** What needs to be done **
Put the records, from the line that contains "[tag] wooden castanet: a pin per instance" through the end of the records, into a two-column CSV headed text and answer, one row per record. Wrap each field in quotation marks and turn its line breaks into spaces.
____
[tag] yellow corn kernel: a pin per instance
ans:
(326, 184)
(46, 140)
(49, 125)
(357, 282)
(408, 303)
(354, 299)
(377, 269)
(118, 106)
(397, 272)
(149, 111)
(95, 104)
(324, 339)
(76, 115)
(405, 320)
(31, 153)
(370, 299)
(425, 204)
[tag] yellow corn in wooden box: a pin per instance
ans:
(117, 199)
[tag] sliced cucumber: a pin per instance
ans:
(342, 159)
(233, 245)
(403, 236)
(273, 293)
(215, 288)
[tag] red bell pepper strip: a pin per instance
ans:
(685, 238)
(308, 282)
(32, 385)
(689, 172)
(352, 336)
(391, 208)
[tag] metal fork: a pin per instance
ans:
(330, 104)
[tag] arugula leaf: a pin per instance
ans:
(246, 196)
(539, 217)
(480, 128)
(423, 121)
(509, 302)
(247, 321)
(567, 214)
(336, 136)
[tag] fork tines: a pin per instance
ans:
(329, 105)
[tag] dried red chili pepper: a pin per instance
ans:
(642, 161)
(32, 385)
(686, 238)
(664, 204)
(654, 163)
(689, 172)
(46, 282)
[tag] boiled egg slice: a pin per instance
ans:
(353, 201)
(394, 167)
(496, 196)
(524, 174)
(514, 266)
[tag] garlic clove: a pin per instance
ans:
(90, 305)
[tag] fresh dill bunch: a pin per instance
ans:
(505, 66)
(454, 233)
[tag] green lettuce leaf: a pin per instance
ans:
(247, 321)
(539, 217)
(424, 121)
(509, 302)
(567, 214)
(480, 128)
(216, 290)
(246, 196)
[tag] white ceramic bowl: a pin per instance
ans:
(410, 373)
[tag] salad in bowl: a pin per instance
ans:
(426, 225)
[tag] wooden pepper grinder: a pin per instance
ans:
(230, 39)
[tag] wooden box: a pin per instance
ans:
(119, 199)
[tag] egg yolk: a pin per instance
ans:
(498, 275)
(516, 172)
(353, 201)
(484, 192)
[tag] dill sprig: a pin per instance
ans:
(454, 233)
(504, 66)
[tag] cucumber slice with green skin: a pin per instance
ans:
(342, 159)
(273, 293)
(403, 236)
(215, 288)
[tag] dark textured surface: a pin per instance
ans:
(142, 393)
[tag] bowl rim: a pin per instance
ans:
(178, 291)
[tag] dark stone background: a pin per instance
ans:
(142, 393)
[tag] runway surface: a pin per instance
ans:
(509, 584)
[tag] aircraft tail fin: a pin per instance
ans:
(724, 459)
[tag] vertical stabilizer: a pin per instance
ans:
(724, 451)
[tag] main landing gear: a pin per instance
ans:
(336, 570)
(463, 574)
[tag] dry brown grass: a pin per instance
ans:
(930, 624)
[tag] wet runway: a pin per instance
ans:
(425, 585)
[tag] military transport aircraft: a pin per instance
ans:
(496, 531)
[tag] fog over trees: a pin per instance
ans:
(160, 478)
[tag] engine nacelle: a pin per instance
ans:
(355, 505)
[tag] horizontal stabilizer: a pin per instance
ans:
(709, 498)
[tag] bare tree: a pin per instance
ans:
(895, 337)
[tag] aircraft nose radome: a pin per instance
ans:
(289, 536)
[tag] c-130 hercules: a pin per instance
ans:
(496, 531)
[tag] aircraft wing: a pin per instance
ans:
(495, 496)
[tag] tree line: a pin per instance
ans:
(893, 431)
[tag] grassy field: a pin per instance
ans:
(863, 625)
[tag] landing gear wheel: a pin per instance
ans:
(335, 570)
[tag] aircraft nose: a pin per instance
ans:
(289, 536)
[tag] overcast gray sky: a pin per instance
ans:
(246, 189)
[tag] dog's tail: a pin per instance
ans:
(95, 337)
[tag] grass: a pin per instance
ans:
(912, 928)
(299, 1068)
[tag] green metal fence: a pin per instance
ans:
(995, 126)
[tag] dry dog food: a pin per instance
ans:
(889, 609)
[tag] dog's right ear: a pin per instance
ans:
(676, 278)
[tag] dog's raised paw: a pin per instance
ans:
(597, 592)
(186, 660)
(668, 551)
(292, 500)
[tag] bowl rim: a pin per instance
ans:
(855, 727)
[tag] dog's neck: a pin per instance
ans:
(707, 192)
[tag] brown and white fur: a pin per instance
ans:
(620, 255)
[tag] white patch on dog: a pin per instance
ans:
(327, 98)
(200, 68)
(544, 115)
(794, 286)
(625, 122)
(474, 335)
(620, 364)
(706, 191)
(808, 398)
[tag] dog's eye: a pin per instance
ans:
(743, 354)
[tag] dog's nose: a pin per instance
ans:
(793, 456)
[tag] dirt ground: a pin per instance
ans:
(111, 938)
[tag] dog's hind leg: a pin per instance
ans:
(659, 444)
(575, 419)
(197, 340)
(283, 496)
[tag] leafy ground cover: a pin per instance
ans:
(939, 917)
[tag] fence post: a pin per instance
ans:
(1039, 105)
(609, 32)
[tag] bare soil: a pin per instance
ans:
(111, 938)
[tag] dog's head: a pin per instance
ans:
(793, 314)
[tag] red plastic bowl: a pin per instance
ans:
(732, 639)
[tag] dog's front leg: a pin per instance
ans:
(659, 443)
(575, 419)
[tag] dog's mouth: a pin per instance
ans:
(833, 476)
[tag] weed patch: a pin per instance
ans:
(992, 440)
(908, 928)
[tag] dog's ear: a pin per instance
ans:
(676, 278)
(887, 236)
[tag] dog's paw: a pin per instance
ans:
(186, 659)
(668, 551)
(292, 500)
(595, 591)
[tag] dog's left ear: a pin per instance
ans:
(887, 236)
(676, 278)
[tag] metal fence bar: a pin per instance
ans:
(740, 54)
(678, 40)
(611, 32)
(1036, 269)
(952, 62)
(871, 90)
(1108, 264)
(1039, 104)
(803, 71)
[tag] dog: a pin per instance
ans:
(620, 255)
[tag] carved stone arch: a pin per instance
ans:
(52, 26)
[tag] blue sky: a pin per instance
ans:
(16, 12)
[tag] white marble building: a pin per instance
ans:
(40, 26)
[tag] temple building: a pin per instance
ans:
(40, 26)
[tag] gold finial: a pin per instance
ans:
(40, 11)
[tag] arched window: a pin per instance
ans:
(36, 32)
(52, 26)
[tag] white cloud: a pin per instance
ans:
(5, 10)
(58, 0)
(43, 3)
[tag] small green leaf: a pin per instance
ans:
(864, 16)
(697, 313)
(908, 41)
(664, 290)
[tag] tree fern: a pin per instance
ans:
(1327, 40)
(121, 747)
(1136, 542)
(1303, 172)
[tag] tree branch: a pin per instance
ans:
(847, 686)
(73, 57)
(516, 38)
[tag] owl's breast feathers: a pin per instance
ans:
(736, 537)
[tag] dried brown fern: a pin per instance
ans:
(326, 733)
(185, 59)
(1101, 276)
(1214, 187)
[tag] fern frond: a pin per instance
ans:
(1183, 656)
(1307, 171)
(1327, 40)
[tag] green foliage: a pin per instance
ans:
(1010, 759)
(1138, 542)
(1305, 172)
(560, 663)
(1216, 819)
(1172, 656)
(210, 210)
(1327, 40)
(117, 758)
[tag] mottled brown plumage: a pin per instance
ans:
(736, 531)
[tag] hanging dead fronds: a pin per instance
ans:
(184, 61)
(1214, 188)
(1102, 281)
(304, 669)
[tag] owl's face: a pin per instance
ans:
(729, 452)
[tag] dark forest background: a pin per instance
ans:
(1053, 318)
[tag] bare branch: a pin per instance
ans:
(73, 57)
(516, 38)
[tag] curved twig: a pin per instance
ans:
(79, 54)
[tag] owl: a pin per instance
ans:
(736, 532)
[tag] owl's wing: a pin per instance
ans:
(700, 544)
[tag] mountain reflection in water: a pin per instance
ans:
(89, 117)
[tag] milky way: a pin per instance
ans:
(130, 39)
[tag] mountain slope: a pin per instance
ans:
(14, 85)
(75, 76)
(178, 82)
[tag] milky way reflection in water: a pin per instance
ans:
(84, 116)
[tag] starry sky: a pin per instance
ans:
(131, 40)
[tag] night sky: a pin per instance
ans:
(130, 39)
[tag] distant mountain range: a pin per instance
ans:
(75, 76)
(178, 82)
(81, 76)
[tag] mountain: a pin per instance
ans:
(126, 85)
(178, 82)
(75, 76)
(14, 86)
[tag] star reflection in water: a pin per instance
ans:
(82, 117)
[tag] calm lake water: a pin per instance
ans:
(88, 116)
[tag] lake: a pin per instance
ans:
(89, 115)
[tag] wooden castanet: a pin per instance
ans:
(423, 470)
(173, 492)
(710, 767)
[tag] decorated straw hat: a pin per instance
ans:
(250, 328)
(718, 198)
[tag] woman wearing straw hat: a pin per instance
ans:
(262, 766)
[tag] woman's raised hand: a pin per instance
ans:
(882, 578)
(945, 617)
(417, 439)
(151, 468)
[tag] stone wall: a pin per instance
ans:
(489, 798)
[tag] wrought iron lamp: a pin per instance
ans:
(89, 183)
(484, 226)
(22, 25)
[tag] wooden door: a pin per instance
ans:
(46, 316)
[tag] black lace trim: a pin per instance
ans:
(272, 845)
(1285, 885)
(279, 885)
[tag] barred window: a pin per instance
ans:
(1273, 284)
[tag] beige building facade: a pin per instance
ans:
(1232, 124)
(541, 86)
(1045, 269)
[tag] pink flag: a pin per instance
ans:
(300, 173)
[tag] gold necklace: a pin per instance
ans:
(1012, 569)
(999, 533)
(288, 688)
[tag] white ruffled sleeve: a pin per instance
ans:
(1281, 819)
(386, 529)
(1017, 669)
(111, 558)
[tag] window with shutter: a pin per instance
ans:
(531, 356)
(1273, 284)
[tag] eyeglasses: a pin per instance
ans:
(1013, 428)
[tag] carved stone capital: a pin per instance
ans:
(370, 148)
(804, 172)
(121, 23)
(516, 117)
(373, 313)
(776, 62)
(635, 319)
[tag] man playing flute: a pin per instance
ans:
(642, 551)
____
** The reply **
text,answer
"[tag] wooden castanet: a pin per instance ans:","(423, 470) (173, 492) (710, 767)"
"[tag] decorated straw hat: a pin per instance ans:","(250, 328) (718, 198)"
"[tag] woman wearing straw hat: a pin per instance ans:","(262, 766)"
"[tag] woman's raised hand: a pin per instance ans:","(882, 578) (945, 617) (417, 439) (151, 468)"
"[tag] stone wall: a pin per instance ans:","(489, 798)"
"[tag] wrought iron lamp: a pin per instance ans:","(89, 183) (484, 226) (22, 25)"
"[tag] wooden door: a pin per instance ans:","(46, 316)"
"[tag] black lace trim: a pin per instance ans:","(272, 845) (1285, 885) (279, 885)"
"[tag] barred window: a pin per instance ans:","(1273, 284)"
"[tag] beige building facade: a pin per instance ans:","(1232, 124) (541, 86) (1045, 269)"
"[tag] pink flag: a pin per instance ans:","(300, 173)"
"[tag] gold necklace: a pin per instance ans:","(1012, 569) (999, 533) (288, 688)"
"[tag] white ruffled sleeve: a pin per instance ans:","(1281, 819) (386, 529) (1017, 669) (111, 558)"
"[tag] window with shutter: a pin per instance ans:","(531, 356) (1273, 284)"
"[tag] eyeglasses: a pin per instance ans:","(1013, 428)"
"[tag] carved stone capital: a pin per instance ans:","(370, 148) (804, 172) (121, 23) (516, 117) (373, 313) (776, 62) (635, 319)"
"[tag] man playing flute: a pin per instance ans:","(642, 551)"